◆ **Text section**:
* * * * * * *
The Democratic Republic of Congo is the rarely mentioned site of the deadliest war in the world today. An estimated four million people have died there since 1998.

Ironically, approximately ninety percent of the deaths are due to disease and lack of medical care, not directly to brutal conflict or traditional warfare. Illness and disease are rife, malaria being the biggest killer. No aid workers are based in this region and no medical aid is available as it is thought to be too dangerous to work there. Two UN soldiers were killed and dismembered there last year.

Different militia groups and government forces battle it out on a daily basis in the east of the country for control of the mineral rich areas where they can exploit Gold, Coltan, Cassiterite and Diamonds. There are 18 major natural resources in DRC all of which at some stage have proved to be a curse on the people of DRC.

Photojournalist Marcus Bleasdale has just released a long, eloquent and disquieting sequence of images and information about the situation in the form of a QuickTime podcast, available for viewing on his web site: www.marcusbleasdale.com/podcast/. If you have the bandwidth, I recommend the hi-resolultion version.

He has spent more than five years covering the brutal conflict within the borders of the Democratic Republic of Congo. Early work was published in his book One Hundred Years of Darkness, which was recognized as one of the best photojournalism books of the year 2002 by Photo District News in the USA.

He is widely published in the UK, Europe and the USA in publications such as The Sunday Times Magazine, The Telegraph Magazine, Geo Magazine, The New Yorker, Time, Newsweek and National Geographic Magazine.

Marcus has received acclaim for his work over the years, including the 2004 UNICEF Photographer of the Year Award, an OSI Distribution Grant in 2005 for his work with Human Rights Watch. In 2005 Marcus was named Magazine Photographer of the Year by POYi. In 2006 Marcus was awarded a World Press Daily Life award and won the Prestigious OPC Olivier Rebbot Award.
* * * * * * *
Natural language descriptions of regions
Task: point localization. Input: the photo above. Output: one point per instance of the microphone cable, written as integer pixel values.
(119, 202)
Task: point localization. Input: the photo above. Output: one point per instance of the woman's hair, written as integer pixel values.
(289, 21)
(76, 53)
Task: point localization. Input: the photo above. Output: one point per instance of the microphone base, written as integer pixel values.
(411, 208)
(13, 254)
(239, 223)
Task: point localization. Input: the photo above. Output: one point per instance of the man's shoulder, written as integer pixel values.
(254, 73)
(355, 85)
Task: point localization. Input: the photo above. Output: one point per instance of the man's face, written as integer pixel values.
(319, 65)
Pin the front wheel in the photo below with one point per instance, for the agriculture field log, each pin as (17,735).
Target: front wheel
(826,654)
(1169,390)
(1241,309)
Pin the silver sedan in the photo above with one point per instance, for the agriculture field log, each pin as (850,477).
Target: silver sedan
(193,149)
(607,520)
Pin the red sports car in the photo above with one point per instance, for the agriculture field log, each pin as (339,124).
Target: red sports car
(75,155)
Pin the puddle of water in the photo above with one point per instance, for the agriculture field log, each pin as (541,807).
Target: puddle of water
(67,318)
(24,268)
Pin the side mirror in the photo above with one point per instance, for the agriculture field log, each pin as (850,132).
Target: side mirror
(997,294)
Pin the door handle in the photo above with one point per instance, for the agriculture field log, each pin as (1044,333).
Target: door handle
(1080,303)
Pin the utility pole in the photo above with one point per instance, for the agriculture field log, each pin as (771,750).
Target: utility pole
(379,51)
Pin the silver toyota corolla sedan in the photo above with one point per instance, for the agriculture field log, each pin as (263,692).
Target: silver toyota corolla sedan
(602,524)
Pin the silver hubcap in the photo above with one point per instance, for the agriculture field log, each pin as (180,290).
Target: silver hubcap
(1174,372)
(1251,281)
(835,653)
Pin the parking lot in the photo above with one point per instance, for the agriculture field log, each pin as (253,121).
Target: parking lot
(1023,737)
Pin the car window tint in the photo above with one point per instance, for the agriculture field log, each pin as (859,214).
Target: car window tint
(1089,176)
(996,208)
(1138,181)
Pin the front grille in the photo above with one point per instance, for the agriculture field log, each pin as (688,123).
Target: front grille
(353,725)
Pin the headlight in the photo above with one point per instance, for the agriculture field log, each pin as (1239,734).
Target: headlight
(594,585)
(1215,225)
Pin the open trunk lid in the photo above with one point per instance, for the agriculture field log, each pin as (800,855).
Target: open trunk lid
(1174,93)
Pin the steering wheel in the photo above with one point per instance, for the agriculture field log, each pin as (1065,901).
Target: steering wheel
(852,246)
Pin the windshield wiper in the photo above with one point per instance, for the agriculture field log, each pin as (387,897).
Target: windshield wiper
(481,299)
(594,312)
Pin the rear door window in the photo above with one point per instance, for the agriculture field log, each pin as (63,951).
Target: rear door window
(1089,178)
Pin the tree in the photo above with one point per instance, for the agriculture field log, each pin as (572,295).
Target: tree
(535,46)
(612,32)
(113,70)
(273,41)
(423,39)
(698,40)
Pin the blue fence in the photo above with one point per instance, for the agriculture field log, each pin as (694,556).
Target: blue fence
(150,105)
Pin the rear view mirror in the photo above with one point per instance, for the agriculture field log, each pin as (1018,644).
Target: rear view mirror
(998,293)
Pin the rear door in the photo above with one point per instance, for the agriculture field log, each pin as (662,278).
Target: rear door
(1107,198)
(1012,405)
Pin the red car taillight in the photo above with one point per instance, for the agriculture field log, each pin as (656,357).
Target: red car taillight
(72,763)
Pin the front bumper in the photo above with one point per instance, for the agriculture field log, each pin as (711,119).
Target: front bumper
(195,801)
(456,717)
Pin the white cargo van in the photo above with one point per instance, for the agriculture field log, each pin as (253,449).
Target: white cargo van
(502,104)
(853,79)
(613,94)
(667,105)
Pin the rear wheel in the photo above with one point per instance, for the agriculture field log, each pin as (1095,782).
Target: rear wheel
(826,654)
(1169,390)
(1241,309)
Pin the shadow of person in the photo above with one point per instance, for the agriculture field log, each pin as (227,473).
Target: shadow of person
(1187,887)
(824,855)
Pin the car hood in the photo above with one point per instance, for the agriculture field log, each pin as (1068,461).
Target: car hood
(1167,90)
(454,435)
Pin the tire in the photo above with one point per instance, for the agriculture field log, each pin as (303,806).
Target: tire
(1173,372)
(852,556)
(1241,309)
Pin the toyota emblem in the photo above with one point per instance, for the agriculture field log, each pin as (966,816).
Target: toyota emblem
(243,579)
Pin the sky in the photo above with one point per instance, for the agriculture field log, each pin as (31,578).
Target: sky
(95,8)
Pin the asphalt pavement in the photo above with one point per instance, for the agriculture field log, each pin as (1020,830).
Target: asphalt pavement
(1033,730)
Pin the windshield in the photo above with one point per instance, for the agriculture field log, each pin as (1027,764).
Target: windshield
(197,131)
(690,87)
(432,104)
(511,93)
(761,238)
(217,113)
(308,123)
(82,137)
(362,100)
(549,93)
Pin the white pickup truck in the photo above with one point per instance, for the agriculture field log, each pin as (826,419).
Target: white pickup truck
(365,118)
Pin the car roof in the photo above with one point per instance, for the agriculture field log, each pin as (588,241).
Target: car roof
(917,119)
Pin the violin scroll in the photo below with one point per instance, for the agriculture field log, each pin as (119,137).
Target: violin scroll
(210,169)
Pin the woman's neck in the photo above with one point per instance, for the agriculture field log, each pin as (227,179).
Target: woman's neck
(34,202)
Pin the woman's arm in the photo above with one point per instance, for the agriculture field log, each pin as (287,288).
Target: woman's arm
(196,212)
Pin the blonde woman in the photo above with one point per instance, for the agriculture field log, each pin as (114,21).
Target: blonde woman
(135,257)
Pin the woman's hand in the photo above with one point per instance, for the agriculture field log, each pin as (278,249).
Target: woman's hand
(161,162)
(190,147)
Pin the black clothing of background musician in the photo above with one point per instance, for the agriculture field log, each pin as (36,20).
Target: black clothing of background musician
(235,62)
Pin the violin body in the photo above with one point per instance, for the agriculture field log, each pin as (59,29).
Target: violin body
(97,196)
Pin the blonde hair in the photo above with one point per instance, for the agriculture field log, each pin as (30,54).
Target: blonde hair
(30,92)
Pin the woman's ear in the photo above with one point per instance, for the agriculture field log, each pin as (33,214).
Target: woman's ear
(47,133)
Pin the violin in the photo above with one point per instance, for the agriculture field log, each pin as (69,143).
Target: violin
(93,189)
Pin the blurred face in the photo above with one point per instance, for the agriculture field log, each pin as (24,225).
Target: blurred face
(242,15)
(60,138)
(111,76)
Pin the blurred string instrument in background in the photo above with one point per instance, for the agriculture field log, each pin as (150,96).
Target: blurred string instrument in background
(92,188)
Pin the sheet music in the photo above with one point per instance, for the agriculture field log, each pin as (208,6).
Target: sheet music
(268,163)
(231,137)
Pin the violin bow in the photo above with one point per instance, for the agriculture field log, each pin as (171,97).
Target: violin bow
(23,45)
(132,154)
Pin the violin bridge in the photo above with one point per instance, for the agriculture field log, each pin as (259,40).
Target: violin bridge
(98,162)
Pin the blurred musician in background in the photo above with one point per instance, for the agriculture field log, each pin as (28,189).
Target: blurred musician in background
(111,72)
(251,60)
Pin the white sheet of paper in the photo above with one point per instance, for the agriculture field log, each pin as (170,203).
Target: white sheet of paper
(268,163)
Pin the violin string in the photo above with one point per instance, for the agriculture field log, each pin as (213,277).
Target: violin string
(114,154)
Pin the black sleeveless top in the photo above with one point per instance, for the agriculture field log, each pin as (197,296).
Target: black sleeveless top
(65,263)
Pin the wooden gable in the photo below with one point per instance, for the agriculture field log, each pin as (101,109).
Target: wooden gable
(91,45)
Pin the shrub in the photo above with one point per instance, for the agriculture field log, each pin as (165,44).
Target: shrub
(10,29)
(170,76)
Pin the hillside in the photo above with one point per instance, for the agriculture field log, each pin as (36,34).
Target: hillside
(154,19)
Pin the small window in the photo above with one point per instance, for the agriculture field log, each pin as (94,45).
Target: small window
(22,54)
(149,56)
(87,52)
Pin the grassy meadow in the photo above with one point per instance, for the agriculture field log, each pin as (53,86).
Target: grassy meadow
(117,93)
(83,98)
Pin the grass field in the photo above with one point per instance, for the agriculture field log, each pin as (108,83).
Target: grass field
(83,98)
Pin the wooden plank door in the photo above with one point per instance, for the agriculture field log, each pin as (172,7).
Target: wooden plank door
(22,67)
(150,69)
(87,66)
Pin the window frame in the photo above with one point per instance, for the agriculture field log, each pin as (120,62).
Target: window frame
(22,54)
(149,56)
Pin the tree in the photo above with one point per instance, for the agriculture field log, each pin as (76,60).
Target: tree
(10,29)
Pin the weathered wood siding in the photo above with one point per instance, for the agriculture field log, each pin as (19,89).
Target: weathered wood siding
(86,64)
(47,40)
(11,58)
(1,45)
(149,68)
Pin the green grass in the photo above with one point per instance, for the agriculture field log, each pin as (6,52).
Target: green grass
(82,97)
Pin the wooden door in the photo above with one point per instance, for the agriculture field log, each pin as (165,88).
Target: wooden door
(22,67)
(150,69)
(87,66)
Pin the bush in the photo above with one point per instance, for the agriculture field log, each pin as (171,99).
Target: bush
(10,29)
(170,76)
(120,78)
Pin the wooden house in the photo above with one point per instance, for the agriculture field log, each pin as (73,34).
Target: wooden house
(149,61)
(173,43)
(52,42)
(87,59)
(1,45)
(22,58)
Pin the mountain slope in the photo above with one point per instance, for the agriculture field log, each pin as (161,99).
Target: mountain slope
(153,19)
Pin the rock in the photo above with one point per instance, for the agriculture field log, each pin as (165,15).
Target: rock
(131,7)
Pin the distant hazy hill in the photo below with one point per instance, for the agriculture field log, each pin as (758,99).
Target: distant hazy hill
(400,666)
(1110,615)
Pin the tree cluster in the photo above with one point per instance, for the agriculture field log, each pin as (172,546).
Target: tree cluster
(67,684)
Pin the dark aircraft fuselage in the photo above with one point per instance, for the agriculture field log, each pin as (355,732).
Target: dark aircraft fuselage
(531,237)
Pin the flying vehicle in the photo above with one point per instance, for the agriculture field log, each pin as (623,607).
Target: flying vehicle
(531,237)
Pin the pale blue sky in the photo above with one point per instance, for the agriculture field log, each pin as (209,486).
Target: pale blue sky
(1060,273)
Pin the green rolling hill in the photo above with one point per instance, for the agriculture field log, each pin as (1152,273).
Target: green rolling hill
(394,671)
* * * * * * *
◆ **What the exercise asks**: Update the passage on the Congo war that opens with the words containing "Photojournalist Marcus Bleasdale" and closes with "the hi-resolultion version.", changing "eloquent" to "moving".

◆ **Exercise answer**:
Photojournalist Marcus Bleasdale has just released a long, moving and disquieting sequence of images and information about the situation in the form of a QuickTime podcast, available for viewing on his web site: www.marcusbleasdale.com/podcast/. If you have the bandwidth, I recommend the hi-resolultion version.